### Task details
Copy out every one of the rows below word for word, leaving out the pictures.

─── Input records

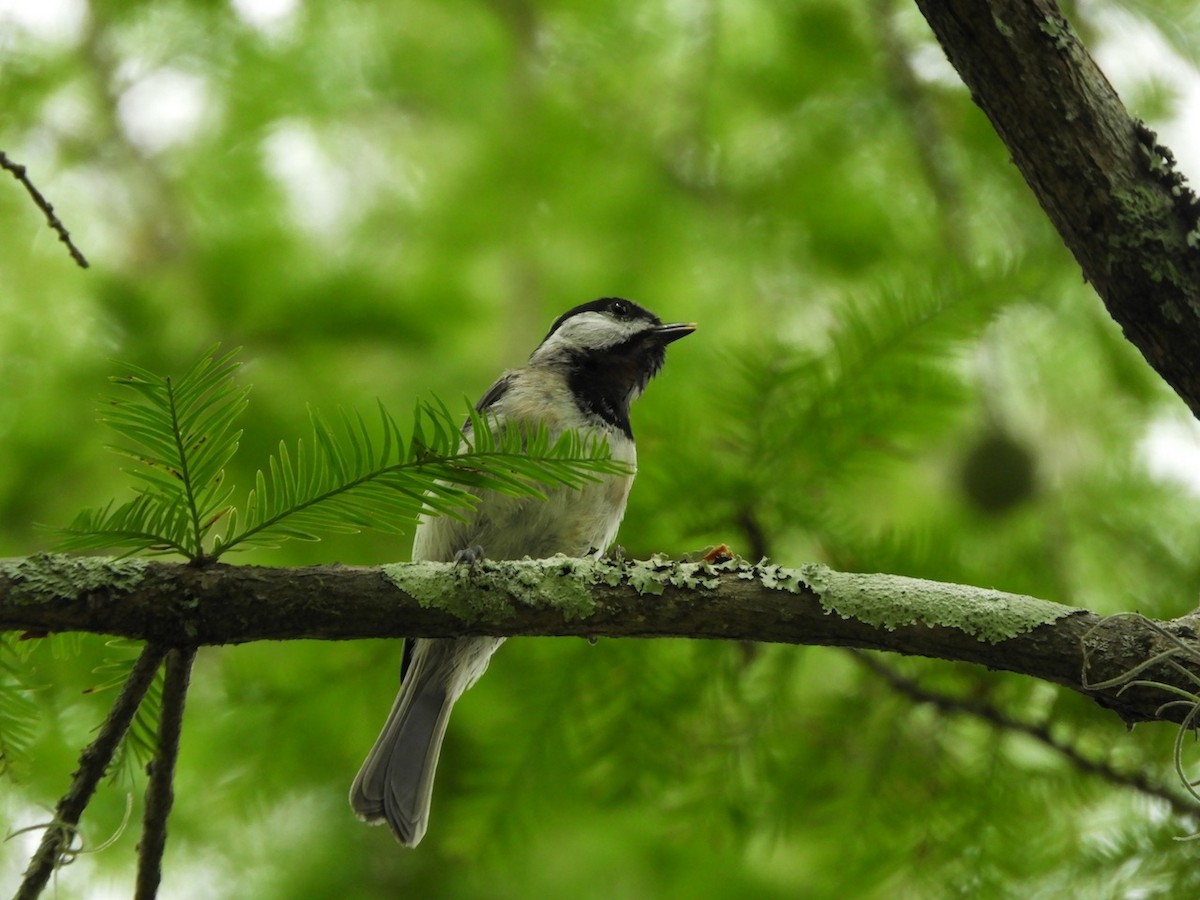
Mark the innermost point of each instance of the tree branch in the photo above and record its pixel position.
(181, 606)
(52, 219)
(93, 763)
(1104, 181)
(160, 790)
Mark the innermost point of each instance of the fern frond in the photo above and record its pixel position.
(346, 479)
(18, 712)
(149, 523)
(180, 433)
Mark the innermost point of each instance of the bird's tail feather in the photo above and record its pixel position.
(396, 781)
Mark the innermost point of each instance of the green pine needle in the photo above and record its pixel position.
(348, 478)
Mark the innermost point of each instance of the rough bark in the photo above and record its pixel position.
(1110, 190)
(179, 606)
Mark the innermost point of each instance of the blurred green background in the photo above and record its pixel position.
(898, 369)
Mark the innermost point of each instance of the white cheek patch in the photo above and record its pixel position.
(591, 330)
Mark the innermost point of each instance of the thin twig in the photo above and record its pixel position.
(93, 763)
(18, 172)
(160, 790)
(1038, 732)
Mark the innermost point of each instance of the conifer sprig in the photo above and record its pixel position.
(181, 435)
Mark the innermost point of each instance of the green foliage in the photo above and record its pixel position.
(18, 708)
(181, 435)
(396, 199)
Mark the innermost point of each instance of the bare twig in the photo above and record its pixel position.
(18, 172)
(160, 790)
(1041, 733)
(93, 763)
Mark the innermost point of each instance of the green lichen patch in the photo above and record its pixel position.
(892, 601)
(54, 576)
(491, 588)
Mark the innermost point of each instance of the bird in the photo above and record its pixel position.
(595, 360)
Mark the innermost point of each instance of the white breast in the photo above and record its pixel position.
(569, 521)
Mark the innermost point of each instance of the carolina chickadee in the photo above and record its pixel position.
(593, 364)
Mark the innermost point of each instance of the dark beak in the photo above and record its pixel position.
(666, 334)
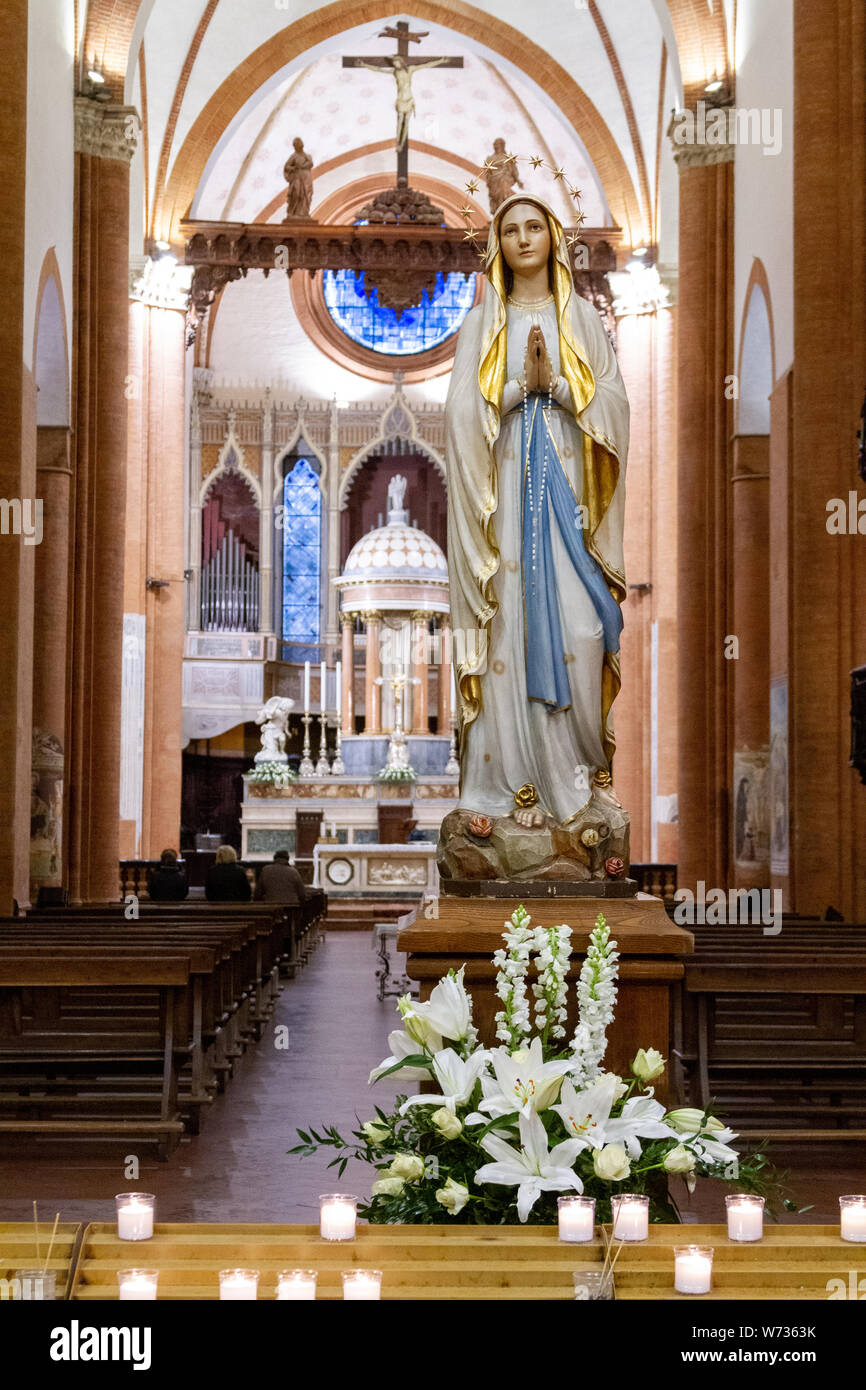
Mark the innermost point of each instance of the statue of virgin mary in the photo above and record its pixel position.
(537, 428)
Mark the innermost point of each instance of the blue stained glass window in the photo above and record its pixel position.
(362, 319)
(300, 556)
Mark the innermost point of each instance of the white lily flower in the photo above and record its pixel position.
(524, 1082)
(587, 1114)
(456, 1077)
(641, 1116)
(401, 1045)
(531, 1169)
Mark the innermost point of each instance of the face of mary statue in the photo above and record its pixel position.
(526, 239)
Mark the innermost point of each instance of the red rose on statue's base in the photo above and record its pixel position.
(481, 826)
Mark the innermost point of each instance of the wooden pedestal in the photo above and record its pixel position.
(651, 948)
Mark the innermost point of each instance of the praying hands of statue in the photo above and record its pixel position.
(537, 369)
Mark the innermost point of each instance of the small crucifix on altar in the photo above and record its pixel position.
(401, 67)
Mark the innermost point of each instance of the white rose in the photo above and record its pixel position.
(388, 1187)
(648, 1065)
(612, 1162)
(680, 1159)
(692, 1122)
(376, 1132)
(448, 1125)
(453, 1197)
(406, 1166)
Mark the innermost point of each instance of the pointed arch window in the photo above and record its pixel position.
(302, 558)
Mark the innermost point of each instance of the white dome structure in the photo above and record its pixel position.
(396, 567)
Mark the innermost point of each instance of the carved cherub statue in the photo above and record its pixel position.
(274, 717)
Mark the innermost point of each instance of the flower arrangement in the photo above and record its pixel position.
(509, 1127)
(398, 774)
(271, 774)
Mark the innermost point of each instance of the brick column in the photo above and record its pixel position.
(420, 669)
(104, 141)
(156, 531)
(373, 667)
(52, 594)
(704, 360)
(827, 573)
(348, 673)
(15, 559)
(751, 670)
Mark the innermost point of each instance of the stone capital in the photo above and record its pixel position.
(106, 131)
(702, 136)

──────

### Task solution
Mark the innermost point of each instance of the tree branch in the photo above and record its pixel position.
(181, 606)
(52, 219)
(93, 763)
(1104, 181)
(160, 790)
Mark the innermost point of each instance of the fern frond in the photo above and record its pixel position.
(346, 479)
(18, 712)
(149, 523)
(180, 433)
Mark the innermost point of each instance of the bird's tail feather in the photo above and record its pixel position.
(396, 781)
Mark the innermost point of each instance of the green pine needle in the photo above and record its pixel position.
(348, 478)
Mark the innermost point of each instance of the rough bark in the photo above and record its pixel position.
(1110, 190)
(179, 606)
Mark the innermost point of each instance of the blurred green background in the photo above and record its pixel position.
(898, 369)
Mark the innermost point of each instance of the white cheek patch in the photo above and record its pixel position.
(591, 330)
Mark the innermost point of each instance of the thin twig in the photo above and record its pixel position.
(93, 763)
(18, 172)
(160, 790)
(1038, 732)
Mark the innermost point of each instance of the conifer sprig in the photo above and record its pixel position.
(181, 435)
Mark the innermost point of each instance of the green foliage in the photo above and record its pixel position.
(18, 708)
(181, 435)
(396, 199)
Mark the innermost point of each instance of the bare twig in the photo above and record its pixel position.
(18, 172)
(160, 790)
(1041, 733)
(93, 763)
Mark the innermost point of each instance of the green lichen patch in the photo above and record its pixel position.
(892, 601)
(54, 576)
(491, 588)
Mark the innermost point of each instance of the bird in the photo above and record its pixel position.
(595, 360)
Mark the innermost point of each instance of the white breast in the photo above and record its pixel position.
(569, 521)
Mark the innermost point of each instance of the carolina chickadee in the photo above and record its pixel position.
(593, 364)
Mark the innermost point of each instance of the dark beak in the photo above and record its pixel position.
(666, 334)
Mark the innermost point of each instance of the statue of virgin mary in the photo above and record its pixel position.
(537, 428)
Mark the innermost point of each instance of the blue stained glass window in the photo above and record its pixel position.
(362, 319)
(300, 556)
Mark the innermost point of each instance of the white lily flower in the photo above and record its pixel position.
(524, 1082)
(587, 1114)
(456, 1077)
(641, 1116)
(401, 1045)
(531, 1169)
Mark the innermost point of each instance of the face of mary statue in the photo above and record its pixel position.
(526, 239)
Mark the innermost point of each instance of the red rose on statue's base in the photo above and record its pixel position.
(481, 826)
Mark the innermost point of each instance of the wooden pedestal in the photo above and record its pixel position.
(651, 948)
Mark the innermost point of each instance of the praying hands of statue in the photo above and record its pixel position.
(537, 369)
Mark the innermost point of each instance of the small crucifix on altar in the photo above and record its pixel position.
(401, 67)
Mark the innermost point of each instance of the white rose in the photo above and record its pixel position.
(388, 1187)
(648, 1065)
(612, 1162)
(680, 1159)
(692, 1122)
(376, 1132)
(448, 1125)
(453, 1197)
(406, 1166)
Mark the innermost point of each instance of the pointed arch window in the photo above and record its pixel position.
(302, 558)
Mark the innermost point of each instance of the white dome structure in the photo above and record its pixel position.
(396, 567)
Mark the innermost point of each instance of the carved cherub statue in the photo above and record its pixel position.
(274, 717)
Mark the innermost point of each instance of the flower arrangement in the photo above and record its pixel position.
(509, 1127)
(398, 774)
(271, 774)
Mark the innermost point of each instance of the brick column in the photo above and record its pixel position.
(420, 669)
(104, 141)
(156, 531)
(373, 667)
(52, 594)
(704, 360)
(827, 573)
(348, 673)
(15, 559)
(751, 670)
Mark the innermost point of each instance of the stone capital in the photo above and record its pixel position.
(106, 131)
(702, 136)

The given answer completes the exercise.